**Ordem de serviço:** Transcreva literalmente, do trecho selecionado, tudo o que vai de "Para receber o" até "auxílio para órfãos.".

**Trecho selecionado:**
+++

Para receber o auxílio, o beneficiário deve comprovar renda igual ou inferior a R$200, ou não ter nenhuma fonte de renda. Portanto, pessoas com situações como a de Dona Socorro não poderiam obter a ajuda. A aposentada, porém, diz que nunca ouviu falar desta extensão do programa. A última notícia divulgada pelo site da Alerj a respeito do assunto, foi em 22 de março de 2022, a qual notificava que o texto ainda dependia da aprovação do governador Cláudio Castro. O Supera Rio era válido até o fim de 2022, mas a deputada Renata Souza (PSol) conseguiu que ele fosse prorrogado até o dia 31 de dezembro deste ano, por meio da Lei 9.941/22. No site de cadastramento, porém, não há informação ou orientação relacionada ao auxílio para órfãos.


Escassez de recursos


Em casos como o da jovem desempregada Jéssica Roberta Souza da Cruz, de 26 anos, responsável por seis crianças, não existe nenhuma lei no Estado que lhe garanta auxílio. Mãe de três filhos, Jéssica se viu obrigada a assumir mais três sobrinhos, após a morte da cunhada Monique Suelen de Souza Benevente. Em 14 de julho de 2020, Monique morreu, aos 26 anos, por infecção sepse e deixou os filhos Luan Mateus, Lauany Marcelly e Laiza Manueli, na época com nove, sete e dois anos, respectivamente.


Na foto: Jéssica grávida da bebê Hadassa, hoje com três meses, ao lado dos seus filhos Roberth Luiz (camisa branca) e Laura (vestido colorido) com os filhos de Monique - Luan Mateus (camisa cinza), Lauany (de branco) e Laiza (blusa preta). Imagem: arquivo pessoal

O pai das crianças, Leonardo Souza da Cruz, vive com outra família e não pôde ficar com os filhos, mas, de acordo com a irmã, ele ajuda quando necessário. Quando passou a criar os sobrinhos, Jéssica já era mãe de duas crianças de seis e quatro anos e, hoje, tem mais uma bebê de quatro meses. Com tantos menores para sustentar, ela relata que fica difícil equilibrar as contas. Impossibilitada de trabalhar por causa dos pequenos, toda a renda que entra na casa é do marido de Jéssica, que é porteiro de supermercado, e da pensão da mãe dela, com quem sempre morou em Santa Cruz, Zona Oeste do Rio de Janeiro.


— Às vezes eu tenho que privar os meus filhos de algumas coisas porque eu não posso dar para todos eles. Eu não vou comprar uma pizza só para os meus filhos, se eu comprar, vou ter que comprar para todo mundo. Eles fazem muitos pedidos, tênis, celular, chuteira, de tudo. Agora, todos querem uma bicicleta, mas não tem como atender o pedido de seis crianças. Então, a solução é comprar uma para que cada um possa andar um pouco. Tem que aprender a dividir — explica Jéssica.

+++

**Linhas extraídas:**
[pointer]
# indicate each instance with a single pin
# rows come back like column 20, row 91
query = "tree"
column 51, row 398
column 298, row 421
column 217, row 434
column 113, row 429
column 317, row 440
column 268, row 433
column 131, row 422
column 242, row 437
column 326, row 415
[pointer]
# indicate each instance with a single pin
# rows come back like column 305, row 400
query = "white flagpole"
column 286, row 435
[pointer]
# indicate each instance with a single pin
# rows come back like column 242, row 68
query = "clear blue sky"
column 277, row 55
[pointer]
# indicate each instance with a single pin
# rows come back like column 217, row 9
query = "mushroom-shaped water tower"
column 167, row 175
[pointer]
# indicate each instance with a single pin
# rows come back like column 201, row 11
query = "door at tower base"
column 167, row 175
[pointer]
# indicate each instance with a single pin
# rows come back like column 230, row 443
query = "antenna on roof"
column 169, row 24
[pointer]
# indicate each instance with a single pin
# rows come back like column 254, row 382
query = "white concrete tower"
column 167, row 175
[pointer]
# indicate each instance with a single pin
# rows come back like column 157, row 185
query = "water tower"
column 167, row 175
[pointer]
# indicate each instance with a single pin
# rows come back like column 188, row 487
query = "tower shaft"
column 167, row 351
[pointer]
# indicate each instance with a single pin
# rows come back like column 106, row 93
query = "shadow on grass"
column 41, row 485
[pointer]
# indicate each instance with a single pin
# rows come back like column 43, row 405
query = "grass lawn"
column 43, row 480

+++

**Resultado:**
Para receber o auxílio, o beneficiário deve comprovar renda igual ou inferior a R$200, ou não ter nenhuma fonte de renda. Portanto, pessoas com situações como a de Dona Socorro não poderiam obter a ajuda. A aposentada, porém, diz que nunca ouviu falar desta extensão do programa. A última notícia divulgada pelo site da Alerj a respeito do assunto, foi em 22 de março de 2022, a qual notificava que o texto ainda dependia da aprovação do governador Cláudio Castro. O Supera Rio era válido até o fim de 2022, mas a deputada Renata Souza (PSol) conseguiu que ele fosse prorrogado até o dia 31 de dezembro deste ano, por meio da Lei 9.941/22. No site de cadastramento, porém, não há informação ou orientação relacionada ao auxílio para órfãos.